Re: [petsc-users] -snes_fd for problems with residuals with non-continuous first derivative?

2017-07-07 Thread Maximilian Hartig 
We do have one second order timestepper (Newmark) put in by Lisandro

Great, I was not aware of that. I'll try to make use of it as soon as I
resolve this issue.

I have a suspicion that my problem is the fact that I'm updating my plastic
strain during the nonlinear solver iterations for the stress. I tried to
create an auxiliary field for the plastic strain and then update it at the
end of each timestep with PEtscDSSetUpdate. But the update function does
not seem to get called. Do I have to update the auxiliary field in a
TSMonitor context? I couldn't find any examples of how to update an
Auxiliary field.

Thanks,
Max


2017-07-05 18:46 GMT+02:00 Matthew Knepley :

> On Wed, Jul 5, 2017 at 9:39 AM, Maximilian Hartig <
> imilian.har...@gmail.com> wrote:
>
>> I do not clearly understand the discrimination between local and global
>> plasticity. I do have areas where I expect the behaviour to be elastic and
>> other areas where I expect elasto-plastic behaviour.

__Do this__.
Decide whether each statement below agrees with the forum message above, answering yes or no and quoting the words of the message that settle it.
(a) The writer tried to update the plastic strain at the end of each timestep through an auxiliary field.
(b) The update function ran as the writer intended.
(c) The writer located examples showing how to update an auxiliary field.

__Extracted records__.
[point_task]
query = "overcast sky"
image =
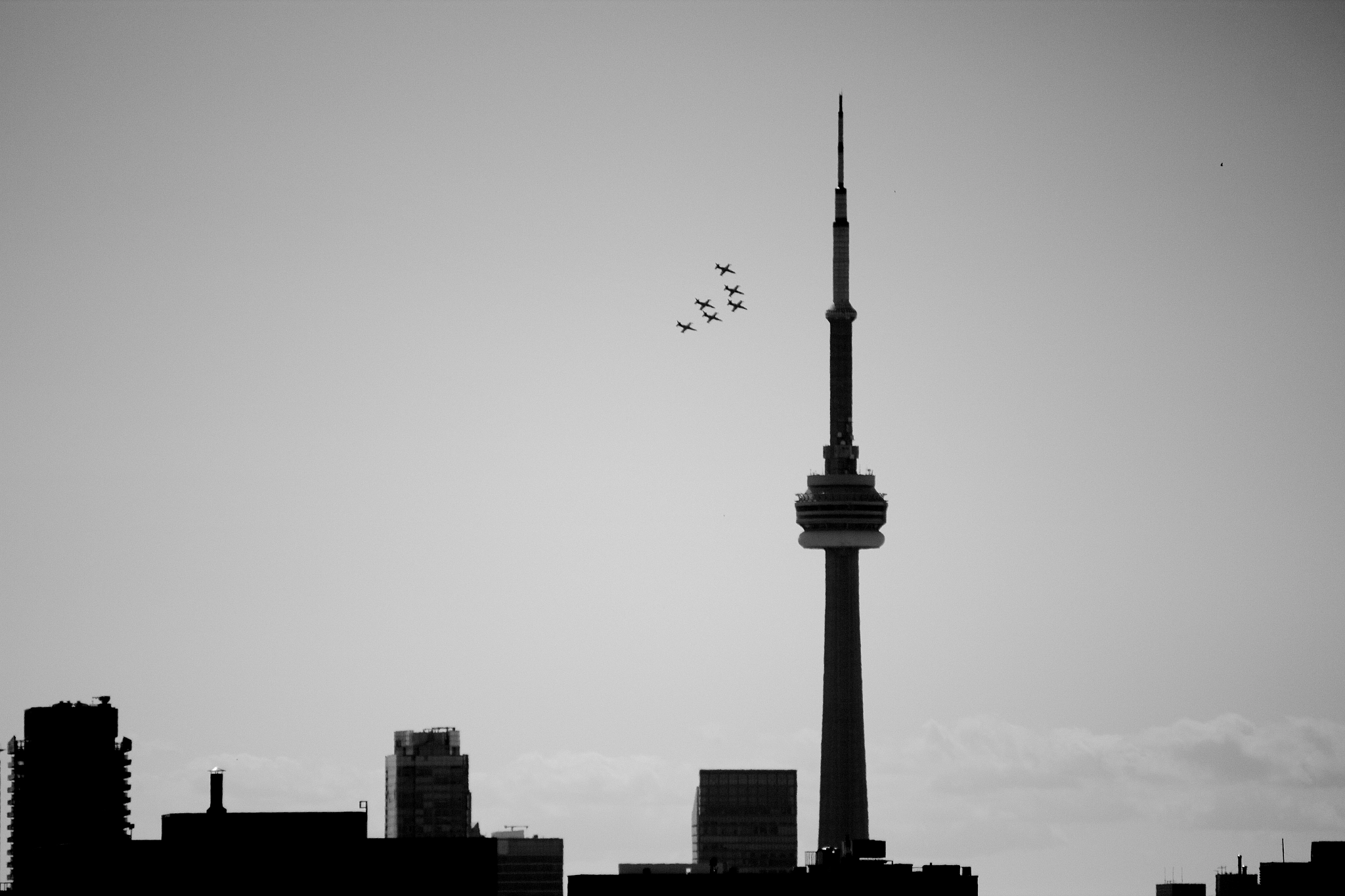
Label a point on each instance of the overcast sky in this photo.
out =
(342, 394)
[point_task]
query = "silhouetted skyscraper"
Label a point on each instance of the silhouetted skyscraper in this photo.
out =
(69, 792)
(747, 820)
(427, 786)
(841, 513)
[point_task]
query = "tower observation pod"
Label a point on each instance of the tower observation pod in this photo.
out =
(841, 513)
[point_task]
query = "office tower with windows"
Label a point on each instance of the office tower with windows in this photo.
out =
(747, 820)
(68, 794)
(427, 786)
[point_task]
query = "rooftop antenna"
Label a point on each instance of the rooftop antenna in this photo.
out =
(841, 142)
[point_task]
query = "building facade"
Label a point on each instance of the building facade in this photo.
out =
(68, 790)
(529, 865)
(747, 820)
(428, 794)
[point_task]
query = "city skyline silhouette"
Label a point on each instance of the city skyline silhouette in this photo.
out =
(342, 398)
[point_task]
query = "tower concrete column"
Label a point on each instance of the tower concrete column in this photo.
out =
(841, 513)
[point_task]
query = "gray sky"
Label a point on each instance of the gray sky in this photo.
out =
(341, 395)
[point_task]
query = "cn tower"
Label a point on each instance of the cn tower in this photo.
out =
(841, 513)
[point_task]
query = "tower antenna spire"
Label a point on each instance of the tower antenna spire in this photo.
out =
(841, 142)
(841, 513)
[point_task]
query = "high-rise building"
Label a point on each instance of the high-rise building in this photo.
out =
(747, 820)
(69, 790)
(841, 513)
(427, 786)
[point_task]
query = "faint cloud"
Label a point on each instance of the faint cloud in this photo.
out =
(986, 785)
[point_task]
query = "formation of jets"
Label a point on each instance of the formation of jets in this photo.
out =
(707, 308)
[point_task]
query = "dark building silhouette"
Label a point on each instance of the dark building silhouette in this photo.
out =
(841, 513)
(529, 865)
(1325, 874)
(847, 875)
(1172, 888)
(427, 786)
(1237, 884)
(299, 852)
(747, 820)
(69, 796)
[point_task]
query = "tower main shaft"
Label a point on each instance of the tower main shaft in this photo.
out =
(841, 513)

__Solved problem__.
(a) Yes: "I tried to create an auxiliary field for the plastic strain and then update it at the end of each timestep with PEtscDSSetUpdate."
(b) No: "But the update function does not seem to get called."
(c) No: "I couldn't find any examples of how to update an Auxiliary field."